## RECORDS FOR THE TASK

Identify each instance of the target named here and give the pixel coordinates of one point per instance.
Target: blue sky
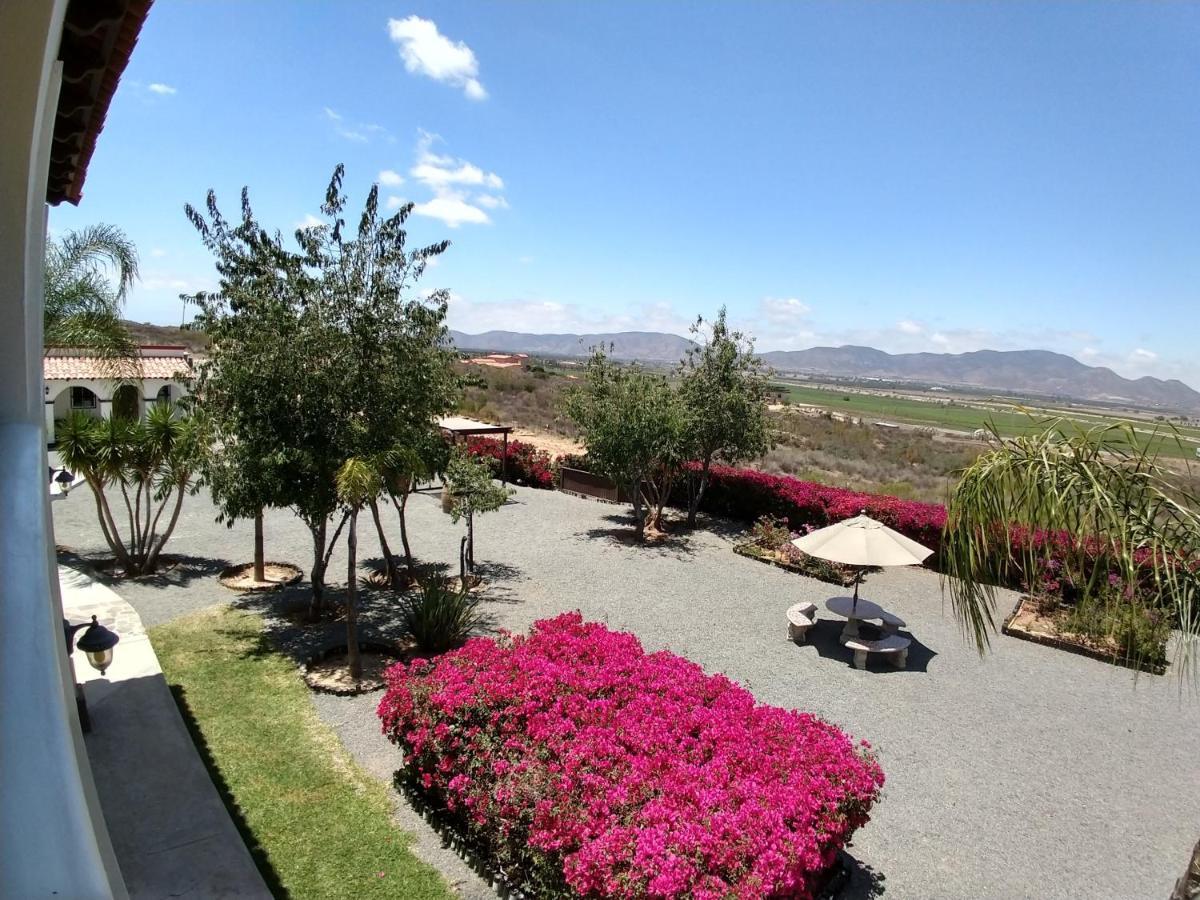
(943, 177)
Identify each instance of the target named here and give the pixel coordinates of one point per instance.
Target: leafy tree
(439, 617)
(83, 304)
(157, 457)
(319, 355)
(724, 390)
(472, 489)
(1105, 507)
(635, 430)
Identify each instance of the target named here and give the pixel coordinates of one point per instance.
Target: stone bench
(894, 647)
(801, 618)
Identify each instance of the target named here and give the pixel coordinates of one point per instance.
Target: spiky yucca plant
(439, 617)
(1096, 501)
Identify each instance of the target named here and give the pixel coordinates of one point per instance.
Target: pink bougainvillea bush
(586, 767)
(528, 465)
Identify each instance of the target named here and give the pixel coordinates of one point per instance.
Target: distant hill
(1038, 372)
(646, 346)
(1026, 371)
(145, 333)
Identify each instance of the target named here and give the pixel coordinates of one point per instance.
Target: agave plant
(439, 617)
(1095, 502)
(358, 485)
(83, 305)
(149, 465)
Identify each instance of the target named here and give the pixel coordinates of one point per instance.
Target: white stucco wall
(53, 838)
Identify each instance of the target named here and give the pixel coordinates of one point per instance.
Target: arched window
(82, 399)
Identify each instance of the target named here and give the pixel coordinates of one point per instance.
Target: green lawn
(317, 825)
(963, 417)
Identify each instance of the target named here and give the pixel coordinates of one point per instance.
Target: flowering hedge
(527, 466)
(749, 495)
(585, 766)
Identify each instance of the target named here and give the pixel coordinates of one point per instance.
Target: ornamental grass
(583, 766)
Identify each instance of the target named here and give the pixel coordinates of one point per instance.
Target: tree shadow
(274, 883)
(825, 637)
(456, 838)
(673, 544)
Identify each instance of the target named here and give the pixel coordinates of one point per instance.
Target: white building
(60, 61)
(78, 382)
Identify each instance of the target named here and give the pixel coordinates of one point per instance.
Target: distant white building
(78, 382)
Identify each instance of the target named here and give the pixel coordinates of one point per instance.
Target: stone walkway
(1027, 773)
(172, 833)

## REQUIREMENT
Please transcribe the material above exactly as written. Leave the pictures out.

## OUTPUT OF THE TASK
Identify each instance of the target named here and give the pixel coordinates of one point per instance.
Target: blue sky
(943, 177)
Identify each instance of the target named here and give the pixel coordinates of one point per instance.
Target: leafy tree
(439, 617)
(83, 304)
(157, 457)
(319, 355)
(724, 390)
(472, 489)
(1105, 507)
(635, 430)
Identify each instance of the target named here and give the pixel coordinates of one point per instance.
Target: stone bench
(894, 647)
(801, 618)
Identify each instance of the target named here and give the pixel coordinates of one point per instance.
Target: spiky yucca plant
(439, 617)
(1096, 501)
Identify each instance of the target named here and give the pixel coordinates of one point per instance.
Target: pink bougainvillea bush
(586, 767)
(528, 465)
Identify each instance of the target named here and give the pixel coordinates of one point per instance.
Target: distant hill
(1038, 372)
(646, 346)
(1026, 371)
(145, 333)
Identify each instance of the target named here and give the pixel coordinates of one point per instance.
Target: agave plant
(439, 617)
(1095, 502)
(358, 485)
(83, 305)
(149, 465)
Identify each instance of the target named here and give the pixel coordinates of one point per instance.
Target: white stucco wall
(53, 838)
Identify each instance of the target named here and give the pixel coordinates of one point per instance.
Target: arched window
(82, 399)
Identify each instance of the target named here and give the pixel coordinates of one point per instance.
Target: green lawn
(317, 825)
(963, 417)
Identify each instance of the target named here and give the pixel coordinates of one point per instance.
Target: flowering hedge
(527, 466)
(749, 495)
(585, 766)
Identify each instance of the target named here and give the pixel coordinates of one point per instance.
Target: ornamental grass
(583, 766)
Identify each instance of the target named here and give the pixel coordinates of one point per instance.
Target: tree shadow
(274, 883)
(825, 637)
(456, 838)
(673, 544)
Identify each instance of the target named here and give the pixel coordinates of one point per instance.
Target: white building
(60, 61)
(78, 382)
Identify each instance of the target named here and give the pixel coordinates of one point per instance.
Target: distant white building
(78, 382)
Identify each instance of the target named here and give the pixel coordinates of one point per instance.
Target: stone walkway
(1027, 773)
(172, 833)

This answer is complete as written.